Written task A >> Switch "cover" to "front page" in the excerpt about the magazine's Silence Breakers selection, starting at "The magazine's editor-in-chief" and ending at "in a statement.", and write out that passage with the change made.
Written task B >> Summarize the news excerpt on the Silence Breakers in two sentences.

Selected extract >>
»»
The magazine's editor-in-chief Edward Felsenthal revealed the selection Wednesday on TODAY along with the cover, a composite group photo that includes actress Ashley Judd, singer Taylor Swift, former Uber engineer Susan Fowler and a woman whose face cannot be seen.
"The galvanizing actions of the women on our cover … along with those of hundreds of others, and of many men as well, have unleashed one of the highest-velocity shifts in our culture since the 1960s," Felsenthal said in a statement.
The Silence Breakers emerged amid burgeoning allegations of sexual misconduct and assault by film executive Harvey Weinstein. As his list of accusers swelled, so did the number of people who spoke up to expose dozens of other famous individuals in Hollywood, politics, journalism and other industries as sexual predators.
Actor Kevin Spacey, journalist Charlie Rose, comedian Louis CK and U.S. Sen. Al Franken of Minnesota were among the high-profile names snared in an ever-growing web of alleged sexual harassers. Last week, former TODAY anchor Matt Lauer was also accused of sexual misconduct.
««
Region annotation entries
»»
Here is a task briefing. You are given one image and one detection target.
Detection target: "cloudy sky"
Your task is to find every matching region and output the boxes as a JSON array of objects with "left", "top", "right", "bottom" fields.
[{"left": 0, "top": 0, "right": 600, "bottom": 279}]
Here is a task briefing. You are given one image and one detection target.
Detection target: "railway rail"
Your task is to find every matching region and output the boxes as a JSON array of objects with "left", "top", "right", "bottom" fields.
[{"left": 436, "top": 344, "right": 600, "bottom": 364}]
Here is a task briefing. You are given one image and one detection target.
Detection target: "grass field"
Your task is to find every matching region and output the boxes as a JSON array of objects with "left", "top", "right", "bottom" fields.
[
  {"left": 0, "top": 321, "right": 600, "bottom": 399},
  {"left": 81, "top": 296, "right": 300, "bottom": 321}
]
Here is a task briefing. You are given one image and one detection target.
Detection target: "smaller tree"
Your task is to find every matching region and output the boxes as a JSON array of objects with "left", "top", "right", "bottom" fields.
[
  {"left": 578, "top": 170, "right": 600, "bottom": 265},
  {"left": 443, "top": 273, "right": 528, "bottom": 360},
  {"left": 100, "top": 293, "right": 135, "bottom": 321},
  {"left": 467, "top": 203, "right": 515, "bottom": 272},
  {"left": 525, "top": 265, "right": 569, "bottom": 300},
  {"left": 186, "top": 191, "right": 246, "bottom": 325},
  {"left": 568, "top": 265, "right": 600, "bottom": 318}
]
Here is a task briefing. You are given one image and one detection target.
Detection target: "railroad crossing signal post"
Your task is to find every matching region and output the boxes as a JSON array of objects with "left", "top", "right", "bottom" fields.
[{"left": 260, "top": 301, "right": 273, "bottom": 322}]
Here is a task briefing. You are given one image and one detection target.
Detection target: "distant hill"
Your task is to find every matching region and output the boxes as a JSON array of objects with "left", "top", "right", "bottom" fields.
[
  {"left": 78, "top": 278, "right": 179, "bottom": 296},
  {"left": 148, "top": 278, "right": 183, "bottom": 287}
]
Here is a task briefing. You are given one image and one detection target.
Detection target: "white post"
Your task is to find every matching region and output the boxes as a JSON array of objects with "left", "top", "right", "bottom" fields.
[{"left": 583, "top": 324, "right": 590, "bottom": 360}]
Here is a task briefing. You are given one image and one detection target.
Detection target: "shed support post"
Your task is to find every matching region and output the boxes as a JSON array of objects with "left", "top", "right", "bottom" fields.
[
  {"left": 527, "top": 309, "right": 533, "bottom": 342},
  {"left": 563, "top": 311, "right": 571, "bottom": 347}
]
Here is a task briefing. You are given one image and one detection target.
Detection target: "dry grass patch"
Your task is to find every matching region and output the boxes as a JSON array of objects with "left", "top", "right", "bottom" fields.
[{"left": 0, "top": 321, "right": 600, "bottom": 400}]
««
»»
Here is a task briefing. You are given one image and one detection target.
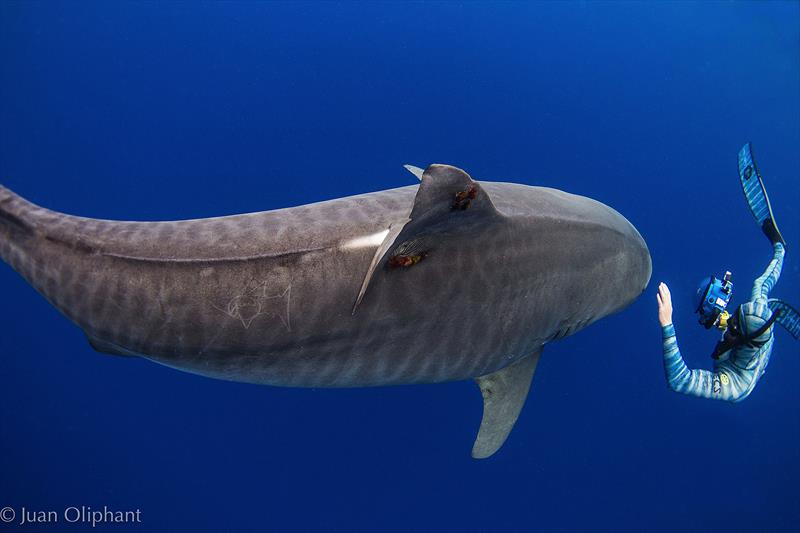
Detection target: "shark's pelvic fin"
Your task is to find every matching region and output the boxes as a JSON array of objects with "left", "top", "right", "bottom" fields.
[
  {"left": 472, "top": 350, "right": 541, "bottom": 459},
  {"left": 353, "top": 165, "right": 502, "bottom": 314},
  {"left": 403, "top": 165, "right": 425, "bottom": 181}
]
««
Correct response A >>
The magazine's editor-in-chief Edward Felsenthal revealed the selection Wednesday on TODAY along with the front page, a composite group photo that includes actress Ashley Judd, singer Taylor Swift, former Uber engineer Susan Fowler and a woman whose face cannot be seen.
"The galvanizing actions of the women on our front page … along with those of hundreds of others, and of many men as well, have unleashed one of the highest-velocity shifts in our culture since the 1960s," Felsenthal said in a statement.

Correct response B >> On TODAY, the magazine's editor-in-chief Edward Felsenthal revealed the selection and its cover, which shows women including Ashley Judd, Taylor Swift and Susan Fowler, and said their actions had unleashed one of the highest-velocity cultural shifts since the 1960s. The Silence Breakers emerged amid allegations against Harvey Weinstein, and as more people spoke up, other high-profile figures such as Kevin Spacey, Charlie Rose, Louis CK, Al Franken and Matt Lauer were also accused of sexual misconduct.